◆ Exercise
Below are some records; quote exactly the lines from the one that contains "Annotate every instance of the blue" through the one that contains "Annotate every instance of the round", inclusive, and no others.

•••••

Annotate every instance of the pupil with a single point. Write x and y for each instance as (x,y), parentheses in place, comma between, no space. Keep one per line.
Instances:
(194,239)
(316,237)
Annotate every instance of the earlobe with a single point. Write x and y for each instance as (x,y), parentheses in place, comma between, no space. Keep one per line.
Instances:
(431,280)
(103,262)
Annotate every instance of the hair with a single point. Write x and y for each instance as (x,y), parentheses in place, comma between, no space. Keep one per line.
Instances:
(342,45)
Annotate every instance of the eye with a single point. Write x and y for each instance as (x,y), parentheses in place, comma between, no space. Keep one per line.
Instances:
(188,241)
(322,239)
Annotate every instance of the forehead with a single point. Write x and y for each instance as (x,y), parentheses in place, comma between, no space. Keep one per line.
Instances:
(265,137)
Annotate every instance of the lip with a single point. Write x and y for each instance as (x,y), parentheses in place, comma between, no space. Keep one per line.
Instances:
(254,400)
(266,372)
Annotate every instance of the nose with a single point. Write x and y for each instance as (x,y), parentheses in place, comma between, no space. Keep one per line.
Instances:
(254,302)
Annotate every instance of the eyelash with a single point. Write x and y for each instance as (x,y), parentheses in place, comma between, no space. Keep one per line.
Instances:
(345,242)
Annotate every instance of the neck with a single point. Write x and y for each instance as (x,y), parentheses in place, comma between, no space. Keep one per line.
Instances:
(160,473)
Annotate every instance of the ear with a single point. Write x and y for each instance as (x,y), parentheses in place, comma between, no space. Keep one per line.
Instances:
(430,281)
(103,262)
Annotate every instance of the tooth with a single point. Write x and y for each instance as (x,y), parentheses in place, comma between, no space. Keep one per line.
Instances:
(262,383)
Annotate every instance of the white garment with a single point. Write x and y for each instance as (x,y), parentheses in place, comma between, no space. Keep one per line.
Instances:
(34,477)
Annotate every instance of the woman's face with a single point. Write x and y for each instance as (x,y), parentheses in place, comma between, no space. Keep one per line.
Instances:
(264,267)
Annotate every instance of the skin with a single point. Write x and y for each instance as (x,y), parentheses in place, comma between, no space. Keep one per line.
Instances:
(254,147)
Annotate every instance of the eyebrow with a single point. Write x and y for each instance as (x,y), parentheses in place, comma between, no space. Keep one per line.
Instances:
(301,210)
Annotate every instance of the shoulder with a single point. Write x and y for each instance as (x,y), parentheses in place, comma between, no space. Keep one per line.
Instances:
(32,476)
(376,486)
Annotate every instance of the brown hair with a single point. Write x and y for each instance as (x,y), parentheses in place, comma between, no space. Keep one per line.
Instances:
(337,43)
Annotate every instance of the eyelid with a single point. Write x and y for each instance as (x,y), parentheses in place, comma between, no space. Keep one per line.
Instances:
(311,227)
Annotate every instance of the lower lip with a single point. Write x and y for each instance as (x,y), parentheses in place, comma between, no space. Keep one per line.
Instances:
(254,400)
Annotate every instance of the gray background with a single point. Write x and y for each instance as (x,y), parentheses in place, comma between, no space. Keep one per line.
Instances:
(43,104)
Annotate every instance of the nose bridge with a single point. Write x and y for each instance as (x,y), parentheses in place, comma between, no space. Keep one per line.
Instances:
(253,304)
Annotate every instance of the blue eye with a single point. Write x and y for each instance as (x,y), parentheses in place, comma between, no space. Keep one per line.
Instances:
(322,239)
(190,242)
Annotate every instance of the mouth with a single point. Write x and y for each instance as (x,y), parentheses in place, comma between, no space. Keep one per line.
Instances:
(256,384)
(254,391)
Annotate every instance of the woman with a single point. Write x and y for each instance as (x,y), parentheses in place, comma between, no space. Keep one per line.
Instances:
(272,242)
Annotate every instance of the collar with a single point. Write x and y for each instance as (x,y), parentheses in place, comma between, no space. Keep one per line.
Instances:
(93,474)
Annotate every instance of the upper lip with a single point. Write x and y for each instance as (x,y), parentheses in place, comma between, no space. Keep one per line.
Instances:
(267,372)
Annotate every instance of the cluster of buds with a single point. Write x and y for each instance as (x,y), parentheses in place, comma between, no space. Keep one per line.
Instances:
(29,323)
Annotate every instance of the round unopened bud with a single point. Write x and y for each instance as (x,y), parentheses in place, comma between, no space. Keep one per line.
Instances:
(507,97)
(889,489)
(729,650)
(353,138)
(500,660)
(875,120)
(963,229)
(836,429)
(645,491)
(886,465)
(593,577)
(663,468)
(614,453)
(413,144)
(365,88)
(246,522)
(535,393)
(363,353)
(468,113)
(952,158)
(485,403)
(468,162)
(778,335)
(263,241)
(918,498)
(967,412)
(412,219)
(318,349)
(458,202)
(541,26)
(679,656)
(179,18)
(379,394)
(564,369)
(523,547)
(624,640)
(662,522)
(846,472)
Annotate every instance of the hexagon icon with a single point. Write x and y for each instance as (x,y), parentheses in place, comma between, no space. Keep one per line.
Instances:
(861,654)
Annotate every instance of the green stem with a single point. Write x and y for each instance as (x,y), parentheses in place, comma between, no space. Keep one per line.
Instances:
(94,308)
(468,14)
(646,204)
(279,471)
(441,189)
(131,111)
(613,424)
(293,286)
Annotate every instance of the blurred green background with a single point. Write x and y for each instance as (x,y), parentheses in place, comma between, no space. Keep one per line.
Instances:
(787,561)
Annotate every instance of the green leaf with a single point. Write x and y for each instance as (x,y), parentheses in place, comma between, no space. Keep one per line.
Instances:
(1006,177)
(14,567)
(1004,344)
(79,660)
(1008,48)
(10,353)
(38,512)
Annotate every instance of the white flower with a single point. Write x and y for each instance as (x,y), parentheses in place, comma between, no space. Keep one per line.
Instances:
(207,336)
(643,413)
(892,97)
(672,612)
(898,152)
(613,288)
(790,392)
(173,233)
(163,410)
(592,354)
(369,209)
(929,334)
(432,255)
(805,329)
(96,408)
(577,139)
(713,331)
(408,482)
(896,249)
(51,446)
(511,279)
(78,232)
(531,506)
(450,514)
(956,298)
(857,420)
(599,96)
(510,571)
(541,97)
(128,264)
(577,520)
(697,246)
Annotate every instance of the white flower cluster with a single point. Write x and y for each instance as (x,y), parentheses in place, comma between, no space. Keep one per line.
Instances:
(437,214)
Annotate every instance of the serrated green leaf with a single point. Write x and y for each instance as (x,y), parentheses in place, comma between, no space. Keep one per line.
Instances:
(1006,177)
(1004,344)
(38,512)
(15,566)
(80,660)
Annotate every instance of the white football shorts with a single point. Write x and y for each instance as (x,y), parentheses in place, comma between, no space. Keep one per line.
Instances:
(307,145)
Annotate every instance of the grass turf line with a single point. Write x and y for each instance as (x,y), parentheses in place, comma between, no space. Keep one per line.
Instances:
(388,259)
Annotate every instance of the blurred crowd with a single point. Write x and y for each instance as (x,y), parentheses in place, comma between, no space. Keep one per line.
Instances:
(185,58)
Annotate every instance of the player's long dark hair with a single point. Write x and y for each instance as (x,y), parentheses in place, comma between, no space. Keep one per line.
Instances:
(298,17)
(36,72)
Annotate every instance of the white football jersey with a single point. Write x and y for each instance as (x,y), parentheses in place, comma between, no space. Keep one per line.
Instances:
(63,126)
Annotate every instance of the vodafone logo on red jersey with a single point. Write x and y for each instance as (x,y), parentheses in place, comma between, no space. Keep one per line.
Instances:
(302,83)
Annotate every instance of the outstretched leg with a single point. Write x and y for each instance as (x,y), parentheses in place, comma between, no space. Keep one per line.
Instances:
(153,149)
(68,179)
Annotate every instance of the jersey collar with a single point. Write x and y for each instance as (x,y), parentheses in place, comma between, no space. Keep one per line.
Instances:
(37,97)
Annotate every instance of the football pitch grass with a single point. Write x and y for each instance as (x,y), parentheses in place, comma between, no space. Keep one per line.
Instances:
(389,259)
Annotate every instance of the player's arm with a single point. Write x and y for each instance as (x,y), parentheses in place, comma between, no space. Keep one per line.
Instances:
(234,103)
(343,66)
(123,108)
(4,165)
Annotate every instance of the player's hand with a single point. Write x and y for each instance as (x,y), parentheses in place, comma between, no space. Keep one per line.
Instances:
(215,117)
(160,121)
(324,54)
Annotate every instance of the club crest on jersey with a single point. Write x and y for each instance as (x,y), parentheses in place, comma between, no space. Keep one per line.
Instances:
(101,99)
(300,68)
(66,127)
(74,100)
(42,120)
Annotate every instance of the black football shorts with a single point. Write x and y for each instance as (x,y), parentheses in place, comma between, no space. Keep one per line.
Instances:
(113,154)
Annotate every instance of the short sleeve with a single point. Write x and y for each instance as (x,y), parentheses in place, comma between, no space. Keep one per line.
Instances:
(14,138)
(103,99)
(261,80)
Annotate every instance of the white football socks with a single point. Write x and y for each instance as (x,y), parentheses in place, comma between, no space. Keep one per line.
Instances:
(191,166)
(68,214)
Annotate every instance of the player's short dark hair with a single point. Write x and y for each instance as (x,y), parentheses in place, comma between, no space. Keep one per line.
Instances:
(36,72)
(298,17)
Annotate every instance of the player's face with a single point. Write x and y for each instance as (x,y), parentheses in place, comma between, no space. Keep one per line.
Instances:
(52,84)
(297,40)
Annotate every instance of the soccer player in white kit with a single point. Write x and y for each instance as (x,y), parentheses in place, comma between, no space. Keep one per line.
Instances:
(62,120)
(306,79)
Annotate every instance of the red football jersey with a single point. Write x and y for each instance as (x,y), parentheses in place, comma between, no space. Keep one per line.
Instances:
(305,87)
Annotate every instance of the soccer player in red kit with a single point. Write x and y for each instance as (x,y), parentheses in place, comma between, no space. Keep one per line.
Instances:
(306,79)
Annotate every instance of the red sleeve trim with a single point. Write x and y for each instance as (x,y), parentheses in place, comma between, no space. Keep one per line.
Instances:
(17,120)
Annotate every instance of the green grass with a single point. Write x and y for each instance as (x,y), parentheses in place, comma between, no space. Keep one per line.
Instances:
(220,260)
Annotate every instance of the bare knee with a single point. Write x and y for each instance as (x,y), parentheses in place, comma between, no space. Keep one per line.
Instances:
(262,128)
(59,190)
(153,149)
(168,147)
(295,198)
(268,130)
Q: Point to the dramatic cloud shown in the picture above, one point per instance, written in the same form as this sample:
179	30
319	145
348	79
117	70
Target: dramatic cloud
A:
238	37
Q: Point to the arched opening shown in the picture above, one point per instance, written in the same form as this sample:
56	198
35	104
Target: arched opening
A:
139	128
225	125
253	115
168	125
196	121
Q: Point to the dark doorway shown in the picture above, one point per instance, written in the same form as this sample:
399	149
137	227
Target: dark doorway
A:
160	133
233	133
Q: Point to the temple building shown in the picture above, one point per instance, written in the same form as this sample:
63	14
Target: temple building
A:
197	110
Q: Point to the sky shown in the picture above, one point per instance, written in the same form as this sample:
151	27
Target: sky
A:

•••••

◆ Answer to this exercise
Annotate every instance of the blue eye with a single point. Write x and y for each instance as (x,y), parentheses in place, comma between, no space. Keep one per line.
Instances:
(322,239)
(190,242)
Annotate every instance of the mouth with a single point. Write x and y for each instance as (x,y), parentheses in place, comma between, no space. Keep one per line.
Instances:
(256,384)
(254,391)
Annotate every instance of the woman with a single point. Write x and y for each instance as (x,y), parentheses in place, comma between, no space. Keep one per line.
Instances:
(272,242)
Annotate every instance of the collar with a single point. Write x and y for each instance as (x,y), parentheses in place, comma between, no space. Keep one per line.
Instances:
(93,474)
Annotate every instance of the upper lip with a single point. Write x and y for each instance as (x,y), parentheses in place, comma between, no space. Keep one per line.
Instances:
(267,372)
Annotate every instance of the cluster of buds with a single point. Write x and y for each instance as (x,y), parentheses in place, comma between, no space. Keep one per line.
Instances:
(29,323)
Annotate every instance of the round unopened bud with a single point. Write x and y for each instance as (x,y), parentheses in place, comma between, no space. Keep one per line.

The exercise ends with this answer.